▶ **Teks yang diberikan**:
------
Makna "Laa Ilaaha Illallah"
Artinya kita menafikan segala apa yang disembah selain Allah Subhanahu wa Ta'ala, artinya kita menetapkan bahwa ibadah itu hanya untuk Allah SWT semata-mata, tidak ada sekutu bagi-Nya.

Syarat "Laa Ilaaha Illallah"
Syarat-syarat syahadat "Laa Ilaaha Illallah" yang dapat memberi manfaat bagi pengucapnya adalah:
1. Harus mempunyai Ilmu yang menafikan kebodohan (tentang Allah SWT).
2. Keyakinan yang menafikan keraguan.
3. Ikhlas (murni dalam beribadah kepada Allah SWT) yang menafikan syirik.
4. Kejujuran yang menafikan dusta.
5. Cinta yang menafikan kebencian.
6. Ketundukan yang menafikan pelanggaran (meninggalkan perintah).
7. Menerima tanpa ada penolakan.
8. Mengingkari semua apa yang disembah selain Allah SWT.

Syirik
Syirik dibagi menjadi tiga bagian:
1. Syirik Akbar (Besar).
2. Syirik Ashghar (Kecil).
------
▶ **Item data**:
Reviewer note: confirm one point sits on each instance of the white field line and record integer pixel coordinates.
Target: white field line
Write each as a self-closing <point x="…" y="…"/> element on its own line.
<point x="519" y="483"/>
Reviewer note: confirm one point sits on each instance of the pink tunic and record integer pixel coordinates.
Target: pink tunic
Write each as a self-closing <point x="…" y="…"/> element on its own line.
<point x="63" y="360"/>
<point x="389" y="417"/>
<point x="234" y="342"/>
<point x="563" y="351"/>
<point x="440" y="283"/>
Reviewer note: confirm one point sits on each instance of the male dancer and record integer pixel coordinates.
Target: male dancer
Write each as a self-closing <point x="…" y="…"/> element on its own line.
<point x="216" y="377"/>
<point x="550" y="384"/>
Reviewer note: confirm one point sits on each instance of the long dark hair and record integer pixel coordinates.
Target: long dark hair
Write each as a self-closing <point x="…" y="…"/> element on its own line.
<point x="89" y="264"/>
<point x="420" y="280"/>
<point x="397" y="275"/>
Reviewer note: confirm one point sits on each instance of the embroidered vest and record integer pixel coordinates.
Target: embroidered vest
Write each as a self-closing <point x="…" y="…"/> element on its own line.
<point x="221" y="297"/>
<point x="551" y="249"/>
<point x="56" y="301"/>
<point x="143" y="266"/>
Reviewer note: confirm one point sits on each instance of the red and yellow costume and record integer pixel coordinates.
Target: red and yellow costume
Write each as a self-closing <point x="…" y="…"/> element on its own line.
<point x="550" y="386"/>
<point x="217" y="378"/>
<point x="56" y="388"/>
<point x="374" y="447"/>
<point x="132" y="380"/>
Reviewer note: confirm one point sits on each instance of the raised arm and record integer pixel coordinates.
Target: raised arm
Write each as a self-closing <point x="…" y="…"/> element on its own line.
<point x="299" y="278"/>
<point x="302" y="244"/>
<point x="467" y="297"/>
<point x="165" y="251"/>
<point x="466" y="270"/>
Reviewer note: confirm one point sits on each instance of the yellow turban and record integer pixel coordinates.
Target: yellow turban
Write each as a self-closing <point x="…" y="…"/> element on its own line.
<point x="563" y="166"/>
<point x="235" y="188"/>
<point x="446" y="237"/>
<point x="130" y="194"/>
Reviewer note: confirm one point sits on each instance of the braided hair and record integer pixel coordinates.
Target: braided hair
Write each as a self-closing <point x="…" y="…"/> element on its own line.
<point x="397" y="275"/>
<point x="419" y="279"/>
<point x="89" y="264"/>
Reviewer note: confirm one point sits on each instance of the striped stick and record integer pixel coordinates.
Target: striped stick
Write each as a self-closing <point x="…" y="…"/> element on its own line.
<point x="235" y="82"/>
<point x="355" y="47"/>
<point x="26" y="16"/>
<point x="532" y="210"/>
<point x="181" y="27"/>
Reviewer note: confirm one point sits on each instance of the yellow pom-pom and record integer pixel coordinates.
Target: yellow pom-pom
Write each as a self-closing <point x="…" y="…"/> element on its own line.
------
▶ **Soal singkat 1**:
Jawablah pertanyaan berikut berdasarkan teks tentang Laa Ilaaha Illallah.
(a) Menurut teks, ikhlas menafikan apa?
(b) Berapa banyak syarat syahadat yang disebutkan dalam teks?
(c) Syirik dibagi menjadi berapa bagian?
▶ **Soal singkat 2**:
Lanjutkan teks tentang Laa Ilaaha Illallah mulai dari kalimat terakhir yang ditampilkan.

▶ **Jawaban yang diharapkan 1**:
(a) Syirik.
(b) Delapan syarat.
(c) Tiga bagian.

▶ **Jawaban yang diharapkan 2**:
3. Syirik Khofi (Samar).

Syirik Akbar/Besar
Syirik akbar akan menghapuskan pahala amal dan akan mengekalkan pelakunya di dalam Neraka. Seperti yang difirmankan oleh Allah Subhanahu wa Ta'ala:

"Dan kalau mereka melakukan syirik (menyekutukan Allah dengan sesuatu), pasti akan gugur dari mereka (pahala) apa yang mereka lakukan." (Q. S. An-An'am: 88).

"Sesungguhnya Allah tidak akan mengampuni dosa syirik, dan Dia mengampuni segala dosa yang selain dari (syirik) itu, bagi siapa yang dikehendakiNya." (Q. S. An-Nisa': 48). 
"Sesungguhnya orang yang mempersekutukan (sesuatu dengan) Allah, maka pasti Allah mengharamkan kepadanya Surga, dan tempatnya ialah Neraka, dan tidaklah ada bagi orang-orang zhalim itu seorang penolong pun." (Q. S. Al-Maidah: 72).

Yang termasuk syirik akbar, di antaranya adalah berdo'a (meminta pertolongan dan petunjuk) kepada orang yang sudah mati dan patung (berhala), mohon perlindungan kepada mereka, juga bernadzar dan berkorban (menyembelih binatang) untuk mereka dan lain sejenisnya.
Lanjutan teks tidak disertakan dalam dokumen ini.